== Passage provided ==

Florida Lawmakers acknowledge LIP and Medicaid are separate issues, that shouldn’t be tied together. But the relationship between the two programs has also become symbiotic, something noted by Governor Rick Scott.
In a statement, Scott says, “given that the federal government said they would not fund the federal LIP program to the level it is funded today, it would be hard to understand how the state could take on even more federal programs that CMS could scale back or walk away from.”
Florida’s is one of a few state’s that get LIP money, under an arrangement that predates Governor Rick Scott and the Affordable Care Act.
"They are two separate issues. The negotiations over the low-income pool will continue in any case. But they’re very related in the bigger picture of, 'what is the future of Florida’s healthcare system?’” said Georgetown University's Joan Alker.
Scott has repeatedly expressed concerns about the LIP funding, and believes the program should be renewed at current levels. And the recent spat between the state and federal government over the program doesn’t give Republican’s confidence that the same situation won’t occur down the line if they agree to Medicaid expansion.
In a response to Scott’s concerns, Senate President Andy Gardiner issued a statement maintaining his support for the Senate’s LIP proposal and its Medicaid expansion plan. Gardiner says, “the Senate also shares the Governor’s commitment to tax relief and record funding for education; however, if our state is forced to make up the difference of $2.2 billion in hospital funding, every area of our budget will be impacted.”
The House and Senate have put forth upcoming budget proposals that are $4 billion apart due to their difference of opinion on healthcare policy.
Breaking: Governor Rick Scott says he's no longer in support of using federal funds to provide health insurance to more than 800,000 Floridians. The announcement from the Governor's office comes as a key program that reimburses hospitals treating low-income patients, is set to expire.
The Associated Press first reported the change in the governors position. In a statement, Scott says, "given that the federal government said they would not fund the federal LIP program to the level it is funded today, it would be hard to understand how the state could take on even more federal programs that CMS could scale back or walk away from."
Scott expressed a similar sentiment about the issue at the beginning of the legislative session.
The governor is referencing the ongoing negotiations over an extension of the state's $2 billion low-income pool, which provides supplemental funding to hospitals that treat uninsured and low-income patients. That funding, which Florida and only a few other state's get, expires in June, and the federal government has indicated it may cut the program. Federal health officials have also indicated the loss in funding under LIP could be made up if Florida used Medicaid money offered under the Affordable Care Act to insure up to a million uninsured people who fall into what's called the "coverage gap"--meaning, they make too much money to qualify for the state's traditional Medicaid program, and too little to qualify for subsidies to purchase insurance on the federal government's insurance exchange.
State health officials have been trying to negotiate an extension to the Low Income Pool, but last week key federal health officials went on vacation for two weeks,causing the conversation to stop.
So far, the Florida House and Senate are split. The Senate has crafted a plan to revamp the state's administration of the low-income pool and another that would allow the state to use federal Medicaid dollars to steer the "coverage gap" population into private health plans. But the House has neither federal health plan in its budget--leaving a nearly $4 billion gap between the two chambers in their budget proposals.

== To do ==
A) In the Florida healthcare passage, rewrite the stretch from "So far, the" through "their budget proposals.", swapping "revamp" for "overhaul".
B) According to the Florida healthcare passage, when does the low-income pool funding expire?
C) Name every person the Florida healthcare passage mentions by name.
Rely only on the Florida healthcare passage.

== Dataset extract ==

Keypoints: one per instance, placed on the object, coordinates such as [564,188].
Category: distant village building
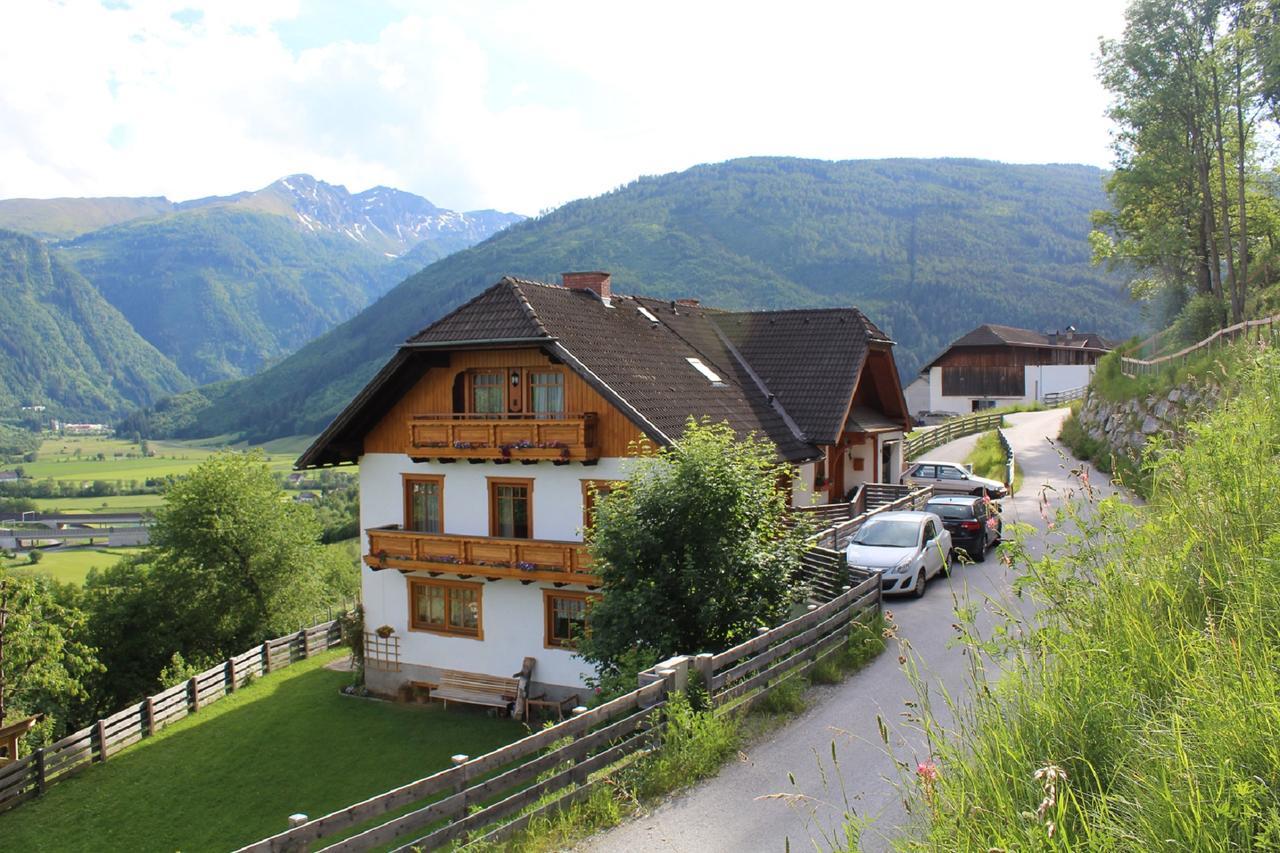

== Answer set ==
A)
So far, the Florida House and Senate are split. The Senate has crafted a plan to overhaul the state's administration of the low-income pool and another that would allow the state to use federal Medicaid dollars to steer the "coverage gap" population into private health plans. But the House has neither federal health plan in its budget--leaving a nearly $4 billion gap between the two chambers in their budget proposals.

B) In June.

C) Rick Scott, Joan Alker, Andy Gardiner